*Quoted text*:

>> begin

LFF: My Friend Dahmer Reviewed

LFF: My Friend Dahmer Reviewed

Serial Thriller

♦ In his first occasional piece for Tripwire, Stephen Dalton takes a look at My Friend Dahmer, based on the graphic novel of the same name and showing at the London Film Festival…

MY FRIEND DAHMER
 Director, screenwriter: Marc Meyers
Starring: Ross Lynch, Anne Heche, Alex Wolff, Dallas Roberts
 
Origin stories for fictional serial killers have a fruitful screen history, most recently with the award-wining TV hits Bates Motel and Hannibal. But a biopic depicting the formative years of a real mass murderer, whose crimes took place within living memory, is a far more sensitive prospect. My Friend Dahmer revisits the troubled schooldays of Jeffrey Dahmer, who later went on to rape, murder, dismember and cannibalise 17 victims between 1978 and 1991. It is based on the graphic memoir of the same name by Dahmer’s former classmate John “Derf” Backderf, a long-gestating labour of love which was finally published in its most complete edition in 2012.

>> end

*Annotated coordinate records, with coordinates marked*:
>> begin

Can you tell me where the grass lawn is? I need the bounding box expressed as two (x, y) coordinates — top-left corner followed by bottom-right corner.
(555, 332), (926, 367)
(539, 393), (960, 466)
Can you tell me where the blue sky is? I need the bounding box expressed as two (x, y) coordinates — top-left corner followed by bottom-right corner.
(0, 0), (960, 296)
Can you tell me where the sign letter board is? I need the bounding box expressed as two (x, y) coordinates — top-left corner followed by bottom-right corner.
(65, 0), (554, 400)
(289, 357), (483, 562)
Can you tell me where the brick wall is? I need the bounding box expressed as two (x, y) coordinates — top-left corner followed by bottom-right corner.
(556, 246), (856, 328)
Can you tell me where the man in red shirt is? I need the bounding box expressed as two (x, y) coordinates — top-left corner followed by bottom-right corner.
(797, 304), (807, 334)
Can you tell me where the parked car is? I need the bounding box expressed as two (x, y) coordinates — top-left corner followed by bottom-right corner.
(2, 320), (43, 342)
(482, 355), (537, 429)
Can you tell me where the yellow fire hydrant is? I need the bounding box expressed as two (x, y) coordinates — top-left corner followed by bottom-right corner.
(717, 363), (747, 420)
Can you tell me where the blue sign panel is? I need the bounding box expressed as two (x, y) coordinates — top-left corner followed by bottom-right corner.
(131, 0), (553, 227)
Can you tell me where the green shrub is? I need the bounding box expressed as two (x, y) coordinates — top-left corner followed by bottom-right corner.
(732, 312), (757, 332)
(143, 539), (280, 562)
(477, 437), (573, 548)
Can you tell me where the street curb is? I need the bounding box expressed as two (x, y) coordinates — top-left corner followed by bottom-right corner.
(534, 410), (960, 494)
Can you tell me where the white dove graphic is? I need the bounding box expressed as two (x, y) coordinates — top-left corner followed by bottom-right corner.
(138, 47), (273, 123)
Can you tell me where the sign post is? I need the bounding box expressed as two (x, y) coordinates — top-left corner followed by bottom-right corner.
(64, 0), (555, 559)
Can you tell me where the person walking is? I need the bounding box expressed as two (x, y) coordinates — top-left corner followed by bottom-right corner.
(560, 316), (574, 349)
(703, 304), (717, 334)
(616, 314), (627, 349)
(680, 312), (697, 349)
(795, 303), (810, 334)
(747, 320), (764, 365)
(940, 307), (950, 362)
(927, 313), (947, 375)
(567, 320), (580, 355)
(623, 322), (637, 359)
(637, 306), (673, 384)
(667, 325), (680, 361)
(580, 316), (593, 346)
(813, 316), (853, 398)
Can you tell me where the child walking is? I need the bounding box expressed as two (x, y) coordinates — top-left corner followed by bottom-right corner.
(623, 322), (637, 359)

>> end

*Aim of the task*: Reproduce the part of the My Friend Dahmer review starting with "Origin stories for" and going on through "edition in 2012.".

*Answer to this task*:
Origin stories for fictional serial killers have a fruitful screen history, most recently with the award-wining TV hits Bates Motel and Hannibal. But a biopic depicting the formative years of a real mass murderer, whose crimes took place within living memory, is a far more sensitive prospect. My Friend Dahmer revisits the troubled schooldays of Jeffrey Dahmer, who later went on to rape, murder, dismember and cannibalise 17 victims between 1978 and 1991. It is based on the graphic memoir of the same name by Dahmer’s former classmate John “Derf” Backderf, a long-gestating labour of love which was finally published in its most complete edition in 2012.